PROVIDED PASSAGE Block Start

Channels ▼
RSS

A Reusable Duff Device


August, 2005: A Reusable Duff Device

Ralf is principal of PERA Software Solutions and can be contacted at rholly@ pera-software.com.


In embedded programming, especially when developing device driver-level code, performance is often at a premium. One way to improve execution time is to reduce the overhead of looping through the use of an age-old technique known as "loop unrolling."

Tom Duff invented a special kind of loop-unrolling mechanism, known as "Duff's Device," that makes loop unrolling much easier. In this article, I examine the idea behind loop unrolling and explain how to generalize loop unrolling such that it can be put in a reusable library.

Classic Loop Unrolling

When implementing device drivers, you often have to access device registers a certain number of times from within a loop. Imagine a network I/O driver that sends characters to a port:

#define HAL_IO_PORT
*(volatile char*)0xFFFF8000
for (i = 0; i < len; ++i) {
HAL_IO_PORT = *pSource++;
}

For each pass through the loop (that is, for each character copied/sent to the port), three things happen:

  • There is a jump to the beginning of the loop.
  • Next i, the loop counter, is incremented.
  • i is compared against len.

If the output operation itself consumes very little time (as it is normally the case when accessing a device register), these three steps add significant overhead.

Instead of copying the characters in a loop, you can transmit the characters "inline" and thereby save the jump, increment, and comparison:

HAL_IO_PORT = *pSource++;
HAL_IO_PORT = *pSource++;
HAL_IO_PORT = *pSource++;
HAL_IO_PORT = *pSource++;
HAL_IO_PORT = *pSource++;
HAL_IO_PORT = *pSource++;
...

PROVIDED PASSAGE Block End
PROVIDED RECORDS Block Start

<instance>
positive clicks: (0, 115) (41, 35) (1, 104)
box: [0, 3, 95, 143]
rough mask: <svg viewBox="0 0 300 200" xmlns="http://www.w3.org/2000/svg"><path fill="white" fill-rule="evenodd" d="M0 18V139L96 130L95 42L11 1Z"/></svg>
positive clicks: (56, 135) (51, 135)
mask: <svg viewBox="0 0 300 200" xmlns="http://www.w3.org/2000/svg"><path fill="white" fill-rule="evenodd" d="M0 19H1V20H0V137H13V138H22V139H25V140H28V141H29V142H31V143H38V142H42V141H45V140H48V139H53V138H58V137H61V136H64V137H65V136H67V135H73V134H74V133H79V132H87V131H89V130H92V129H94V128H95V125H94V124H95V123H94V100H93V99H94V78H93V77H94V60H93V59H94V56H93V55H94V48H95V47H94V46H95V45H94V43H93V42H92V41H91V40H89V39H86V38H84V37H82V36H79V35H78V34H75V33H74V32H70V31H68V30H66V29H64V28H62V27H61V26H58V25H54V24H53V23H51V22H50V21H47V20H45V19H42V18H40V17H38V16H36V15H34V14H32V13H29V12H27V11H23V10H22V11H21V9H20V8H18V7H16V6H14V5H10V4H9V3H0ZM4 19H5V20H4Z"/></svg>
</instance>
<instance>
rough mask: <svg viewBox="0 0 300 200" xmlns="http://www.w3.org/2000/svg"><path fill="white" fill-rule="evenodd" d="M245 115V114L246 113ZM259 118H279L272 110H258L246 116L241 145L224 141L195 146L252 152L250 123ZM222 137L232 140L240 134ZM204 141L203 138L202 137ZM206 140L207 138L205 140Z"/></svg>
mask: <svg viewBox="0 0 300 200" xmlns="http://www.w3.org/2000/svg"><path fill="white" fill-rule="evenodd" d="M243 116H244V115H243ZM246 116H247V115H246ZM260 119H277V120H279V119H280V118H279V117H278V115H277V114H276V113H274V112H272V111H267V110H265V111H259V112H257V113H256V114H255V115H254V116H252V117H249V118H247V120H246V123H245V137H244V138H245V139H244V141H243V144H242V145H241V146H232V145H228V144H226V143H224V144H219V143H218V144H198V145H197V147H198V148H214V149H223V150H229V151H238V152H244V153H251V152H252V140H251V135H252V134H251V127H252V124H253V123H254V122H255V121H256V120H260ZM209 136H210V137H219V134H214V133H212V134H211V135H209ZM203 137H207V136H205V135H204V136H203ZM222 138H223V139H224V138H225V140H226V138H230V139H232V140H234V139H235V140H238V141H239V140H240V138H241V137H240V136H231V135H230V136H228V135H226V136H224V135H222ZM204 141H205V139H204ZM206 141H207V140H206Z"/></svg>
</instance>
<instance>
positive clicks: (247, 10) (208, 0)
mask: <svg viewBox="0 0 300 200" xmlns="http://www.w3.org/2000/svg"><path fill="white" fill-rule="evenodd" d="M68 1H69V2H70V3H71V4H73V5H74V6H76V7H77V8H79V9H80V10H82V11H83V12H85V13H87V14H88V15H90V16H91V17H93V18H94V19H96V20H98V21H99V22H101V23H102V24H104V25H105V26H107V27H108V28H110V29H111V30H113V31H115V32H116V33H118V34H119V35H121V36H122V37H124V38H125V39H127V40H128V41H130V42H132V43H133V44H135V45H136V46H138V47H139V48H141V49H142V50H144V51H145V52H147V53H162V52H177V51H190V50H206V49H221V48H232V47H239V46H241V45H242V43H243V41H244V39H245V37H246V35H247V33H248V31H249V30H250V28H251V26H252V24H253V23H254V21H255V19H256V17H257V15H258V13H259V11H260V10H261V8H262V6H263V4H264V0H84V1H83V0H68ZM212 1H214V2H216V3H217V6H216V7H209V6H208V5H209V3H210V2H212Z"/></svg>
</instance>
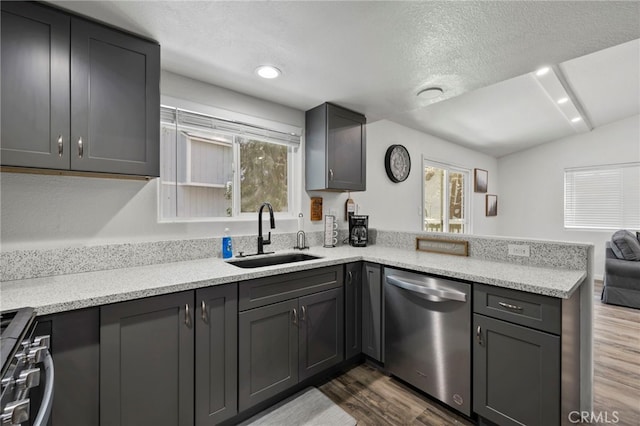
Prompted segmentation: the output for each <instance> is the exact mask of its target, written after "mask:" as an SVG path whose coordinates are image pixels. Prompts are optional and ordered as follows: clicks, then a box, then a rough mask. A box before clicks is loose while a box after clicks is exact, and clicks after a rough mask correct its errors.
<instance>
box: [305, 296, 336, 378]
mask: <svg viewBox="0 0 640 426" xmlns="http://www.w3.org/2000/svg"><path fill="white" fill-rule="evenodd" d="M343 300H344V299H343V295H342V289H341V288H336V289H334V290H328V291H323V292H321V293H316V294H311V295H309V296H305V297H301V298H300V299H299V302H298V304H299V306H300V322H299V325H300V334H299V344H298V348H299V353H298V360H299V362H298V365H299V375H298V379H299V380H300V381H302V380H304V379H306V378H308V377H311V376H313V375H314V374H316V373H319V372H321V371H322V370H325V369H327V368H329V367H331V366H333V365H335V364H337V363H339V362H340V361H342V360H343V359H344V311H343V310H344V305H343Z"/></svg>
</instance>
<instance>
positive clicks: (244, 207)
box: [159, 106, 300, 221]
mask: <svg viewBox="0 0 640 426" xmlns="http://www.w3.org/2000/svg"><path fill="white" fill-rule="evenodd" d="M160 127H161V142H160V144H161V158H160V162H161V170H160V188H159V204H160V205H159V211H160V219H161V220H163V221H180V220H218V219H220V218H233V217H242V216H243V215H245V214H246V215H248V214H249V213H255V212H257V211H258V208H259V207H260V205H261V204H262V203H263V202H264V201H269V202H270V203H271V204H272V205H273V209H274V212H278V213H281V214H282V213H284V214H290V212H291V211H292V210H293V203H294V193H293V185H292V182H293V175H294V170H295V167H299V161H300V160H299V153H298V151H299V150H298V147H299V145H300V136H299V135H295V134H290V133H283V132H280V131H276V130H270V129H267V128H264V127H257V126H253V125H249V124H245V123H239V122H236V121H229V120H224V119H220V118H216V117H213V116H210V115H206V114H200V113H196V112H193V111H186V110H182V109H179V108H174V107H167V106H162V108H161V124H160ZM251 217H252V218H253V215H251Z"/></svg>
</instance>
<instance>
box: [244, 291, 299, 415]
mask: <svg viewBox="0 0 640 426" xmlns="http://www.w3.org/2000/svg"><path fill="white" fill-rule="evenodd" d="M298 321H299V318H298V299H292V300H287V301H284V302H279V303H275V304H273V305H268V306H263V307H261V308H256V309H251V310H249V311H245V312H241V313H240V314H239V315H238V335H239V341H238V384H239V389H238V403H239V409H240V411H243V410H245V409H247V408H249V407H252V406H253V405H255V404H257V403H258V402H261V401H264V400H266V399H268V398H270V397H272V396H275V395H277V394H279V393H280V392H282V391H285V390H287V389H288V388H290V387H292V386H294V385H295V384H297V383H298V326H297V323H298Z"/></svg>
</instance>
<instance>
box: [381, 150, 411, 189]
mask: <svg viewBox="0 0 640 426" xmlns="http://www.w3.org/2000/svg"><path fill="white" fill-rule="evenodd" d="M384 168H385V169H386V171H387V176H389V179H391V181H393V182H396V183H398V182H403V181H404V180H406V179H407V177H408V176H409V172H410V171H411V157H409V151H407V148H405V147H404V146H402V145H391V146H390V147H389V148H388V149H387V153H386V155H385V156H384Z"/></svg>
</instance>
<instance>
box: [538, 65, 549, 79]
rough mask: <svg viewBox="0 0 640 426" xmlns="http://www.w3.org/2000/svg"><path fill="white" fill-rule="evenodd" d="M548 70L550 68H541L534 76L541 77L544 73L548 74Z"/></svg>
mask: <svg viewBox="0 0 640 426" xmlns="http://www.w3.org/2000/svg"><path fill="white" fill-rule="evenodd" d="M550 69H551V68H549V67H543V68H540V69H539V70H538V71H536V75H537V76H538V77H542V76H543V75H545V74H546V73H548V72H549V70H550Z"/></svg>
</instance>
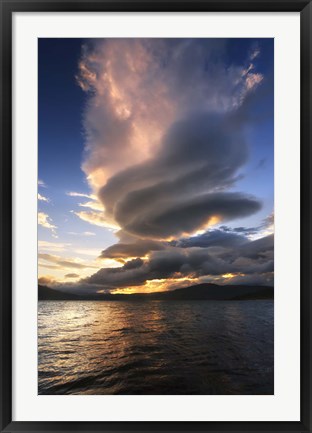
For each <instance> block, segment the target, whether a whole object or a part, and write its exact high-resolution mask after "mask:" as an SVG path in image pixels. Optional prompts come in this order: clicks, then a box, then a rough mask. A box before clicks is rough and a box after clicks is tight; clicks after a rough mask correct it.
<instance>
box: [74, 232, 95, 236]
mask: <svg viewBox="0 0 312 433" xmlns="http://www.w3.org/2000/svg"><path fill="white" fill-rule="evenodd" d="M68 234H69V235H72V236H95V233H94V232H80V233H79V232H68Z"/></svg>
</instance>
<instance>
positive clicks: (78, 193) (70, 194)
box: [66, 191, 96, 200]
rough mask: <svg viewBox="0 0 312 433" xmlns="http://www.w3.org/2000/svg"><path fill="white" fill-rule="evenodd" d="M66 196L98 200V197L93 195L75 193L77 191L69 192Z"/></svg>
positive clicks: (67, 192) (91, 194)
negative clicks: (75, 191)
mask: <svg viewBox="0 0 312 433" xmlns="http://www.w3.org/2000/svg"><path fill="white" fill-rule="evenodd" d="M66 195H68V196H69V197H85V198H91V199H92V200H96V196H95V195H93V194H85V193H82V192H75V191H70V192H67V193H66Z"/></svg>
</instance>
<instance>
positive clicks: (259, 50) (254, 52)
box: [250, 48, 260, 60]
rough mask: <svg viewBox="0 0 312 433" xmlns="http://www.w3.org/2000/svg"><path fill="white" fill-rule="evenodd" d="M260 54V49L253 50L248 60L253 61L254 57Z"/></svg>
mask: <svg viewBox="0 0 312 433" xmlns="http://www.w3.org/2000/svg"><path fill="white" fill-rule="evenodd" d="M259 54H260V49H259V48H255V49H254V50H253V52H252V53H251V54H250V60H254V59H255V58H256V57H258V56H259Z"/></svg>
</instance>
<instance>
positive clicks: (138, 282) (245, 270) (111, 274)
mask: <svg viewBox="0 0 312 433" xmlns="http://www.w3.org/2000/svg"><path fill="white" fill-rule="evenodd" d="M273 244H274V239H273V235H271V236H267V237H265V238H261V239H258V240H256V241H248V240H247V242H246V243H244V244H242V245H240V246H232V247H227V248H220V251H219V252H216V251H215V249H213V248H209V247H208V248H198V247H192V248H176V247H172V246H168V247H167V248H166V249H164V250H162V251H156V252H152V253H151V255H150V257H149V258H148V259H146V260H142V259H134V260H131V261H129V262H127V263H126V264H125V265H124V266H122V267H120V268H104V269H101V270H99V271H98V272H96V273H95V274H94V275H92V276H91V277H89V278H86V279H85V280H83V281H84V282H85V283H86V284H88V285H92V284H96V285H97V286H100V285H103V286H104V287H110V288H115V287H129V286H137V285H142V284H144V283H145V282H146V281H147V280H153V279H164V278H182V277H192V278H194V277H204V276H207V275H214V276H218V275H222V274H227V273H229V272H232V273H240V274H246V275H253V274H268V273H272V272H273ZM249 280H250V278H249Z"/></svg>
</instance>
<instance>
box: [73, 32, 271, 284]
mask: <svg viewBox="0 0 312 433" xmlns="http://www.w3.org/2000/svg"><path fill="white" fill-rule="evenodd" d="M226 49H227V46H226V41H225V40H223V39H219V40H214V39H212V40H209V39H206V40H195V39H172V40H165V39H164V40H163V39H118V40H117V39H106V40H99V41H92V43H89V44H88V45H85V46H84V49H83V53H82V58H81V61H80V64H79V74H78V76H77V80H78V83H79V84H80V86H81V88H82V89H83V90H84V91H86V92H87V94H88V103H87V105H86V110H85V113H84V128H85V139H86V154H85V160H84V163H83V170H84V171H85V173H86V176H87V179H88V181H89V184H90V185H91V187H92V188H93V191H94V193H95V194H96V195H97V196H98V198H99V200H100V202H101V203H102V204H103V207H104V214H103V215H102V218H103V220H106V221H107V225H113V226H115V227H119V231H118V233H117V236H118V237H119V242H118V243H116V244H115V245H113V246H110V247H109V248H107V249H106V250H104V251H103V252H102V253H101V257H103V258H113V259H117V260H119V261H121V262H122V263H123V266H121V267H119V268H114V269H113V268H104V269H101V270H100V271H98V272H97V273H96V274H94V275H92V276H91V277H89V278H88V279H87V280H84V281H83V282H82V284H87V285H88V287H89V285H95V286H96V287H98V286H101V287H102V288H103V289H111V288H120V287H132V286H139V285H144V284H145V283H146V281H148V280H153V279H167V278H169V279H179V278H185V277H191V278H197V279H198V278H202V277H204V276H216V275H223V274H228V273H233V274H237V275H243V274H244V275H249V274H251V273H253V274H255V275H256V276H257V279H258V280H259V279H260V280H261V275H262V276H264V277H263V278H262V280H263V281H264V282H267V281H271V280H272V272H273V259H272V257H271V251H272V248H273V239H272V237H269V238H265V239H266V240H263V241H262V243H261V242H260V240H258V241H253V242H251V241H250V239H248V237H246V236H245V234H244V233H243V232H241V233H239V230H237V231H236V232H235V231H233V230H231V231H230V232H229V231H227V230H226V228H225V227H224V228H219V229H217V230H216V229H215V227H214V226H215V225H216V224H224V223H226V222H232V221H233V220H235V219H241V218H244V217H247V216H250V215H252V214H254V213H256V212H258V211H259V210H260V209H261V206H262V203H261V200H259V199H258V198H257V197H254V196H251V195H250V194H246V193H244V192H243V191H240V190H238V189H237V183H238V181H239V180H240V179H241V178H242V176H243V169H244V165H245V163H246V161H247V160H248V154H249V143H248V141H247V139H246V134H245V128H246V119H247V117H248V114H247V113H248V110H247V106H250V104H251V103H255V95H256V94H257V90H258V88H259V89H260V88H261V85H262V83H263V82H265V77H263V75H262V74H261V73H259V72H257V70H256V66H255V62H256V57H257V56H258V55H259V52H260V50H259V49H258V48H257V49H256V50H254V51H250V52H249V55H248V56H247V57H246V59H245V60H244V61H243V62H242V63H241V64H240V65H237V64H235V65H233V64H226V63H225V62H224V58H225V56H224V55H223V54H224V53H225V52H226ZM252 101H253V102H252ZM244 229H245V228H242V230H244ZM256 231H257V230H256ZM203 233H204V234H203ZM199 234H200V236H199ZM246 234H247V233H246ZM259 245H260V246H259ZM130 259H132V260H130ZM127 260H128V261H127Z"/></svg>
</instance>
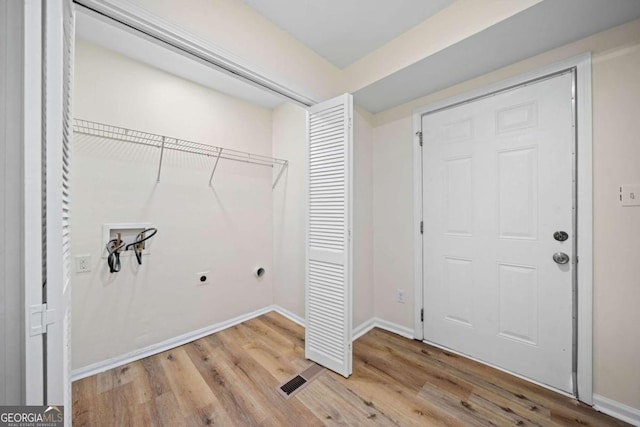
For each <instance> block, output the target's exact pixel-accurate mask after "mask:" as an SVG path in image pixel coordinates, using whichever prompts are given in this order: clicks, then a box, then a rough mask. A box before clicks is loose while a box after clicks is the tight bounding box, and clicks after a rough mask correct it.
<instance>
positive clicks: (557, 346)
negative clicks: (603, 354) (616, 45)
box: [422, 73, 575, 393]
mask: <svg viewBox="0 0 640 427" xmlns="http://www.w3.org/2000/svg"><path fill="white" fill-rule="evenodd" d="M572 87H573V73H565V74H563V75H560V76H556V77H553V78H548V79H546V80H542V81H539V82H536V83H534V84H530V85H527V86H523V87H519V88H516V89H512V90H509V91H506V92H502V93H498V94H496V95H493V96H490V97H487V98H483V99H479V100H476V101H473V102H470V103H466V104H462V105H459V106H457V107H453V108H450V109H445V110H441V111H438V112H435V113H431V114H426V115H424V116H423V117H422V132H423V138H424V145H423V203H424V204H423V215H424V242H423V243H424V252H423V254H424V255H423V256H424V260H423V265H424V283H423V286H424V293H423V294H424V316H425V317H424V337H425V340H427V341H430V342H433V343H436V344H439V345H442V346H444V347H448V348H451V349H452V350H455V351H458V352H461V353H464V354H467V355H469V356H471V357H474V358H477V359H480V360H482V361H485V362H487V363H490V364H493V365H496V366H498V367H501V368H504V369H507V370H509V371H512V372H514V373H517V374H520V375H523V376H525V377H528V378H531V379H533V380H535V381H538V382H541V383H544V384H547V385H550V386H552V387H555V388H557V389H560V390H563V391H566V392H569V393H571V392H573V384H572V370H573V362H572V357H573V355H572V334H573V320H572V310H573V306H572V300H573V299H572V292H573V274H574V269H575V265H574V262H575V260H574V253H573V252H574V247H573V245H574V238H575V236H573V235H572V234H573V220H574V217H573V208H574V201H573V189H574V187H573V164H574V157H573V155H574V153H573V124H572V121H573V104H572ZM558 230H562V231H566V232H567V233H569V236H570V239H569V240H567V241H565V242H559V241H556V240H555V239H554V238H553V234H554V232H555V231H558ZM555 252H564V253H566V254H567V255H568V256H569V257H570V259H571V262H570V263H568V264H565V265H560V264H557V263H555V262H554V260H553V259H552V255H553V254H554V253H555Z"/></svg>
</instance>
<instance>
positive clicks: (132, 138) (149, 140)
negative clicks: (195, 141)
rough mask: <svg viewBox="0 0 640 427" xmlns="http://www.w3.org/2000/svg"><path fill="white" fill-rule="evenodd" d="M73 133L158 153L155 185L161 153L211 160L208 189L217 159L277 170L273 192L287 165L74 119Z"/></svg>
mask: <svg viewBox="0 0 640 427" xmlns="http://www.w3.org/2000/svg"><path fill="white" fill-rule="evenodd" d="M73 131H74V132H76V133H80V134H84V135H92V136H97V137H100V138H107V139H111V140H115V141H122V142H129V143H133V144H139V145H146V146H149V147H155V148H158V149H160V162H159V164H158V178H157V180H158V182H160V174H161V172H162V160H163V154H164V150H173V151H180V152H184V153H191V154H198V155H201V156H207V157H213V158H215V159H216V161H215V163H214V166H213V170H212V171H211V177H210V178H209V185H212V182H213V176H214V174H215V171H216V168H217V167H218V161H219V160H220V159H224V160H232V161H236V162H244V163H251V164H256V165H260V166H269V167H279V168H280V170H279V171H278V175H277V177H276V179H275V181H274V182H273V185H272V187H271V188H275V186H276V184H277V183H278V181H279V180H280V177H281V176H282V173H283V172H284V170H285V168H286V167H287V165H288V164H289V162H288V161H287V160H283V159H277V158H274V157H268V156H263V155H260V154H252V153H247V152H244V151H238V150H232V149H230V148H224V147H217V146H215V145H208V144H201V143H198V142H193V141H187V140H185V139H180V138H174V137H170V136H164V135H158V134H154V133H149V132H144V131H139V130H134V129H127V128H123V127H119V126H113V125H108V124H105V123H99V122H93V121H89V120H82V119H74V120H73Z"/></svg>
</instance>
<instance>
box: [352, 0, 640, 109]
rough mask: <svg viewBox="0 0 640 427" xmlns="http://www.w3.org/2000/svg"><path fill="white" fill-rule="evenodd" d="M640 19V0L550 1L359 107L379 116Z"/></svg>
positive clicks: (412, 75) (359, 90) (426, 58)
mask: <svg viewBox="0 0 640 427" xmlns="http://www.w3.org/2000/svg"><path fill="white" fill-rule="evenodd" d="M638 18H640V0H545V1H543V2H541V3H539V4H537V5H535V6H533V7H530V8H529V9H526V10H525V11H523V12H520V13H519V14H517V15H515V16H513V17H511V18H509V19H506V20H504V21H502V22H500V23H498V24H496V25H494V26H492V27H490V28H487V29H486V30H484V31H481V32H479V33H476V34H474V35H473V36H471V37H469V38H467V39H465V40H462V41H461V42H459V43H457V44H454V45H453V46H451V47H449V48H447V49H444V50H442V51H440V52H437V53H435V54H434V55H431V56H429V57H427V58H424V59H423V60H421V61H418V62H417V63H415V64H412V65H411V66H409V67H406V68H404V69H402V70H400V71H398V72H396V73H394V74H391V75H389V76H387V77H385V78H383V79H381V80H378V81H377V82H375V83H373V84H371V85H369V86H367V87H365V88H363V89H361V90H359V91H357V92H355V94H354V97H355V102H356V103H357V104H358V105H360V106H361V107H363V108H365V109H366V110H368V111H369V112H371V113H379V112H381V111H384V110H387V109H389V108H392V107H395V106H397V105H401V104H404V103H406V102H409V101H411V100H413V99H416V98H419V97H422V96H425V95H428V94H430V93H434V92H437V91H439V90H442V89H445V88H447V87H450V86H453V85H455V84H458V83H461V82H464V81H466V80H469V79H472V78H474V77H478V76H481V75H483V74H486V73H489V72H491V71H494V70H497V69H499V68H501V67H505V66H507V65H510V64H513V63H515V62H518V61H521V60H523V59H526V58H529V57H531V56H535V55H538V54H540V53H543V52H546V51H548V50H551V49H554V48H556V47H559V46H562V45H565V44H568V43H571V42H573V41H576V40H579V39H581V38H584V37H587V36H590V35H592V34H596V33H598V32H601V31H604V30H606V29H609V28H612V27H615V26H618V25H622V24H623V23H625V22H628V21H632V20H634V19H638ZM639 72H640V71H639Z"/></svg>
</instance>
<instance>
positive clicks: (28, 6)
mask: <svg viewBox="0 0 640 427" xmlns="http://www.w3.org/2000/svg"><path fill="white" fill-rule="evenodd" d="M23 13H24V16H23V17H22V18H23V23H24V28H23V30H24V40H23V42H24V45H23V46H24V62H23V66H24V69H23V70H22V71H23V73H24V74H23V77H22V78H23V80H22V87H23V91H24V92H23V93H24V98H23V99H24V104H23V105H22V107H23V118H22V119H23V122H22V124H23V126H24V127H23V134H22V136H23V138H24V158H23V159H22V160H23V165H24V166H23V168H24V171H23V173H24V189H23V191H24V193H23V197H24V205H23V206H24V229H23V230H24V255H23V259H24V267H23V268H24V270H23V272H24V313H25V317H24V318H25V354H24V358H25V393H26V396H25V402H24V403H25V404H27V405H42V404H43V403H44V402H43V400H44V370H43V364H44V348H43V342H42V336H30V334H29V331H30V329H31V328H30V327H29V324H30V321H31V319H30V313H31V310H30V307H31V306H33V305H39V304H42V261H43V260H42V256H41V254H42V190H43V189H42V177H41V171H42V161H41V160H42V155H41V154H42V152H41V150H42V85H41V82H42V49H43V46H42V2H40V1H37V0H27V1H26V2H25V3H24V10H23Z"/></svg>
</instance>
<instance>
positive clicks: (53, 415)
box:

PROVIDED RECORDS Block End

= TASKS TO PERFORM =
• A. Can you condense the paragraph of the loop-unrolling article that begins "In embedded programming" into a single shorter sentence that keeps its main facts?
• B. Which lines of the records contain the string "negative"? Pull out each of them in full, treating upper and lower case as distinct.

= EXPECTED OUTPUTS =
• A. In embedded and device driver-level code, where performance is at a premium, execution time can be improved by reducing looping overhead with the old technique of loop unrolling.

• B.
negative clicks: (75, 191)
negative clicks: (603, 354) (616, 45)
negative clicks: (195, 141)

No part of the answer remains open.